_Problem details_
Please reproduce the passage of the text on rig-flat morphisms that opens with the words containing "In this section" and closes with "source and target.", changing nothing.

_Text block_

## 86.16 Rig-flat morphisms

In this section we use the work done in Section 86.15 to define rig-flat morphisms of locally Noetherian algebraic spaces.

Definition 86.16.1. Let $S$ be a scheme. Let $f : X \to Y$ be a morphism of locally Noetherian formal algebraic spaces over $S$. We say $f$ is rig-flat if for every commutative diagram

$\xymatrix{ U \ar[d] \ar[r] & V \ar[d] \\ X \ar[r] & Y }$

with $U$ and $V$ affine formal algebraic spaces, $U \to X$ and $V \to Y$ representable by algebraic spaces and étale, the morphism $U \to V$ corresponds to a rig-flat map of adic Noetherian topological rings.

Let us prove that we can check this condition étale locally on source and target.

_Material supplied_

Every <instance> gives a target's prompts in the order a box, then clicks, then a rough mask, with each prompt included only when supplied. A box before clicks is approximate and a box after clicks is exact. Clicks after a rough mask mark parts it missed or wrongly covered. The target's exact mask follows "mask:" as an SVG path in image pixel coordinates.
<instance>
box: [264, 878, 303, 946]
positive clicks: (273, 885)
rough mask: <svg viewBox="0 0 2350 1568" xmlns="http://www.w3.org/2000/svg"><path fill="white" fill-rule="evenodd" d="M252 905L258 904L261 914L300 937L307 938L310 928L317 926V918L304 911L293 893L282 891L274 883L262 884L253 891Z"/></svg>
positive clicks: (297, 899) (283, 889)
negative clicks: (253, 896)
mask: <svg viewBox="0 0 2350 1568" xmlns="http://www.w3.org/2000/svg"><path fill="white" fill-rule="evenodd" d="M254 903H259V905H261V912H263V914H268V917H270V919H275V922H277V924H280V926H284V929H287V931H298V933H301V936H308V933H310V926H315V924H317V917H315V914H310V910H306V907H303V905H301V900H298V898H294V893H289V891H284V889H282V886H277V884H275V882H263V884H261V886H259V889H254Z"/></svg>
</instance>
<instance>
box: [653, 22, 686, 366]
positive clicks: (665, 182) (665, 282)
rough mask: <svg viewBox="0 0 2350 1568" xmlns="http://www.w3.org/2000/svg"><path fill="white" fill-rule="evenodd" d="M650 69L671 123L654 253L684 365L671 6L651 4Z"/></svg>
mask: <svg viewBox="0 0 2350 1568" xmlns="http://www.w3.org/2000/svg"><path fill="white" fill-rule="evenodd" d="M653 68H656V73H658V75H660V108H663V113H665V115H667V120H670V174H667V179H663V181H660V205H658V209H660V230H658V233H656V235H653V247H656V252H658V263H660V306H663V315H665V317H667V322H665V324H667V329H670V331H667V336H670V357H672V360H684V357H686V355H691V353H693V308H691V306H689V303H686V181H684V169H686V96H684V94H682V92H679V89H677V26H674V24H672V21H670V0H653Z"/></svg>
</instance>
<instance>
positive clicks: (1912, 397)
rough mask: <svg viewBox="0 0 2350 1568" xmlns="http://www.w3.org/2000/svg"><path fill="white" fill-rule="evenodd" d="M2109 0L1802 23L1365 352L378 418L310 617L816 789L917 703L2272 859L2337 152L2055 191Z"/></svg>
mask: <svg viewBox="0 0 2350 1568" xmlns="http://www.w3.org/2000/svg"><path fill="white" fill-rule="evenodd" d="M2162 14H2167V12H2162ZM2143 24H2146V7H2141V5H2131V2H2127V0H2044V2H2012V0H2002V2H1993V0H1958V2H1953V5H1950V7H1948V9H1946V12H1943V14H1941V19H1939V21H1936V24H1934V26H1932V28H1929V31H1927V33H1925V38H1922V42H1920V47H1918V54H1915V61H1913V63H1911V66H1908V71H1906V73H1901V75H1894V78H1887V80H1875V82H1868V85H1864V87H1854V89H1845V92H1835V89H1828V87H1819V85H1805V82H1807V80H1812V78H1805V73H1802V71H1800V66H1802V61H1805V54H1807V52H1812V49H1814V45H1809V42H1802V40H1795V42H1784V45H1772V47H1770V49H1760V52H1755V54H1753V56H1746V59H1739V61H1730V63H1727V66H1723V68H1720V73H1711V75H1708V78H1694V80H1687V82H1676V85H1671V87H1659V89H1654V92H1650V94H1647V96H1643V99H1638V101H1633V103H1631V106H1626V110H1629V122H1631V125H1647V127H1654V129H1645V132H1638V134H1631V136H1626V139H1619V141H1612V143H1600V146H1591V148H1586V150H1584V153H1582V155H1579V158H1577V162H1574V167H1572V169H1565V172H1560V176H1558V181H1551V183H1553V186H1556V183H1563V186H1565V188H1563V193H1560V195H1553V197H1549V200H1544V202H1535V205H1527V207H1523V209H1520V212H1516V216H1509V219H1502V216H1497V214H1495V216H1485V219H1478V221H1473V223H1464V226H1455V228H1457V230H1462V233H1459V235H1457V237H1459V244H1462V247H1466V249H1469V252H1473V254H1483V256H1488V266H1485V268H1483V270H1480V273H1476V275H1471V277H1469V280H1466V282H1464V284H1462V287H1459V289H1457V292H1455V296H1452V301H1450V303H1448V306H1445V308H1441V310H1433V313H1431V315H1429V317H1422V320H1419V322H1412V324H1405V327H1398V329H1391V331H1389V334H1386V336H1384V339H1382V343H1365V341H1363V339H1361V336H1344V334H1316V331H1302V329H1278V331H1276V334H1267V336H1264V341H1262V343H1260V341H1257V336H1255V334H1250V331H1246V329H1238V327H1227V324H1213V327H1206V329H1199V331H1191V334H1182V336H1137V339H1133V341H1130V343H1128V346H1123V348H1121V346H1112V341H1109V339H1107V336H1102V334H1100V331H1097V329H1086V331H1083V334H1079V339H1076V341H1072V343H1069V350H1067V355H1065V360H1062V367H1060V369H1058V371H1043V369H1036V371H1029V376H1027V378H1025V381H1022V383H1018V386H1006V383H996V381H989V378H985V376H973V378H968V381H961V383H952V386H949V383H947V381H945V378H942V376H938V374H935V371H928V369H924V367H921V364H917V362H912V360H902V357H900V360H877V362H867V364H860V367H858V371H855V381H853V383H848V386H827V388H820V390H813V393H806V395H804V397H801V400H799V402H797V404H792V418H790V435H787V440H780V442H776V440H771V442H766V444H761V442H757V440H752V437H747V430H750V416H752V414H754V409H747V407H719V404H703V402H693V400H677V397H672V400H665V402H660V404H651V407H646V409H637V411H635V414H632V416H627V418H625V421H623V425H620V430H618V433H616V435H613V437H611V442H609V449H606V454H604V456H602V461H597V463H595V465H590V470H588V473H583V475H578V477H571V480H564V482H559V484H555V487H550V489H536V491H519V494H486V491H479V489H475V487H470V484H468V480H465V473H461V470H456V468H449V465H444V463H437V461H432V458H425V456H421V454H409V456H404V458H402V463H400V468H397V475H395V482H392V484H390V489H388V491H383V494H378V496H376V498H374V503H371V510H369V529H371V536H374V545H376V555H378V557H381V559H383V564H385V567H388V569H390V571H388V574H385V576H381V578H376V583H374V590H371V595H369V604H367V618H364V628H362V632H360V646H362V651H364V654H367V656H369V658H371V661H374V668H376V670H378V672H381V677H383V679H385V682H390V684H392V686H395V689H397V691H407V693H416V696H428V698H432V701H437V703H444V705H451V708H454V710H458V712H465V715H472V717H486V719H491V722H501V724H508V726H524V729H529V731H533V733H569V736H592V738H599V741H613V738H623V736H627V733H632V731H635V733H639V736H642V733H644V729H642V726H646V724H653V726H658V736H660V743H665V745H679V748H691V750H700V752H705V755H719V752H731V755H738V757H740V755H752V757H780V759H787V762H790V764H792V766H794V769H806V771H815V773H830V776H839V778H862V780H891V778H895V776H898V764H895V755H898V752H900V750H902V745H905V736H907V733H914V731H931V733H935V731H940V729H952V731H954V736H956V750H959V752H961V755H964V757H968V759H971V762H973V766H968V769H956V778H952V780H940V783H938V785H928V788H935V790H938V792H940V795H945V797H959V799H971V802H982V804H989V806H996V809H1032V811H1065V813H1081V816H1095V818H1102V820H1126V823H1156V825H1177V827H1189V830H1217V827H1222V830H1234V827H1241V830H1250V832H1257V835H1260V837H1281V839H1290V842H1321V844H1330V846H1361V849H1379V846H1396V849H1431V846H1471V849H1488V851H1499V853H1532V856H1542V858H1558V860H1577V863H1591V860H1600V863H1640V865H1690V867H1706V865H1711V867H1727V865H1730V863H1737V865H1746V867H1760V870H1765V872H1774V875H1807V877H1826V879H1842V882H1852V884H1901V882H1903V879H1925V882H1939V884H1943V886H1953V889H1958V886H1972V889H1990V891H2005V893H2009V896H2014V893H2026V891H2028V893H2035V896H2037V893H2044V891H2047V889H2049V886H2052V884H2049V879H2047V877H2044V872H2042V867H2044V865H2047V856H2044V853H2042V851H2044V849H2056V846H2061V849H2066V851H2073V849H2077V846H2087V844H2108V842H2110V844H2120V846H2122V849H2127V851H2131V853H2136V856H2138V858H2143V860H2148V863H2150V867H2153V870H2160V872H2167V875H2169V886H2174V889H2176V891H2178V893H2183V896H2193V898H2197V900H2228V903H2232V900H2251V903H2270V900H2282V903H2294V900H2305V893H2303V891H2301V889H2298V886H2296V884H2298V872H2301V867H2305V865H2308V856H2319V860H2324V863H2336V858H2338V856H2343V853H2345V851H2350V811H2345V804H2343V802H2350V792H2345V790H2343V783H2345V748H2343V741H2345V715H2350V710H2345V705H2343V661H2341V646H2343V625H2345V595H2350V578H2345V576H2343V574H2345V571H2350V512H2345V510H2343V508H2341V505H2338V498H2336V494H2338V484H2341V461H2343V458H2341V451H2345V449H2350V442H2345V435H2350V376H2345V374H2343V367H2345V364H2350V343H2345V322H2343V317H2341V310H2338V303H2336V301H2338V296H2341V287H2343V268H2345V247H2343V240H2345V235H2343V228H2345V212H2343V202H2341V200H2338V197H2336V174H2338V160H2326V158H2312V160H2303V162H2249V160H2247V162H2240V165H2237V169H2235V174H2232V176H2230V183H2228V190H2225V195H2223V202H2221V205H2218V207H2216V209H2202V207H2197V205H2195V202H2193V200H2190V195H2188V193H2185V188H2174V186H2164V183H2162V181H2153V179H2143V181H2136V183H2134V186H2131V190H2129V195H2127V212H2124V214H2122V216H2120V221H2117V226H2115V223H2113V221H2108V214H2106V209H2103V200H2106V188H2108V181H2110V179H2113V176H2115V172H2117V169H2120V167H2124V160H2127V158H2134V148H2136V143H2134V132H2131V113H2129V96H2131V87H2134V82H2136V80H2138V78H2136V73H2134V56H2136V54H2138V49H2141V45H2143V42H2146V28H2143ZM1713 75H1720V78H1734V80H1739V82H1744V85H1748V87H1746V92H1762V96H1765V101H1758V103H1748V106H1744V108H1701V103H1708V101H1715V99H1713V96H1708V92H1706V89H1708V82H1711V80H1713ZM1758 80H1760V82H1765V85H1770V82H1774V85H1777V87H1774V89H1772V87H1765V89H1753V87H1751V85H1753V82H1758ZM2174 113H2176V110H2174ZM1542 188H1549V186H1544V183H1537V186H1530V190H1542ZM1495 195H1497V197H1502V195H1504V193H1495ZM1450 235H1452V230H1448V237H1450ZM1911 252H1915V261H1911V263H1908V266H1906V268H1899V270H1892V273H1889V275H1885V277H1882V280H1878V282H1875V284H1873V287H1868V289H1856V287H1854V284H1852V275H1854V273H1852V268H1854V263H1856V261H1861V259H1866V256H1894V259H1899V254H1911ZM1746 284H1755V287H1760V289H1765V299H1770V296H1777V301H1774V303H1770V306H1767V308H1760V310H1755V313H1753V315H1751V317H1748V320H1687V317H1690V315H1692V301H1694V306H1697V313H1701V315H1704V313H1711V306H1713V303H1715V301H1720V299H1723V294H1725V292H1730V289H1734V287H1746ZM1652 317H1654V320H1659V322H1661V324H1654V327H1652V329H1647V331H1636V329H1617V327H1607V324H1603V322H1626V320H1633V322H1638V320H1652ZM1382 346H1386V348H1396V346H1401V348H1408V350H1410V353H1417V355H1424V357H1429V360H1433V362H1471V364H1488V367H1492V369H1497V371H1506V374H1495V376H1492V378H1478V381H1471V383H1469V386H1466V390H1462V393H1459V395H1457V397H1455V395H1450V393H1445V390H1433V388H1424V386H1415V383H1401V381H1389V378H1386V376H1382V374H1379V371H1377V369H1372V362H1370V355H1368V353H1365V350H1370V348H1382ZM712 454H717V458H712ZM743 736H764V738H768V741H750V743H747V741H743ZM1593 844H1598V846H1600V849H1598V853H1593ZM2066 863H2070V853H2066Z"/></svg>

_Reply to the task_
In this section we use the work done in Section 86.15 to define rig-flat morphisms of locally Noetherian algebraic spaces.

Definition 86.16.1. Let $S$ be a scheme. Let $f : X \to Y$ be a morphism of locally Noetherian formal algebraic spaces over $S$. We say $f$ is rig-flat if for every commutative diagram

$\xymatrix{ U \ar[d] \ar[r] & V \ar[d] \\ X \ar[r] & Y }$

with $U$ and $V$ affine formal algebraic spaces, $U \to X$ and $V \to Y$ representable by algebraic spaces and étale, the morphism $U \to V$ corresponds to a rig-flat map of adic Noetherian topological rings.

Let us prove that we can check this condition étale locally on source and target.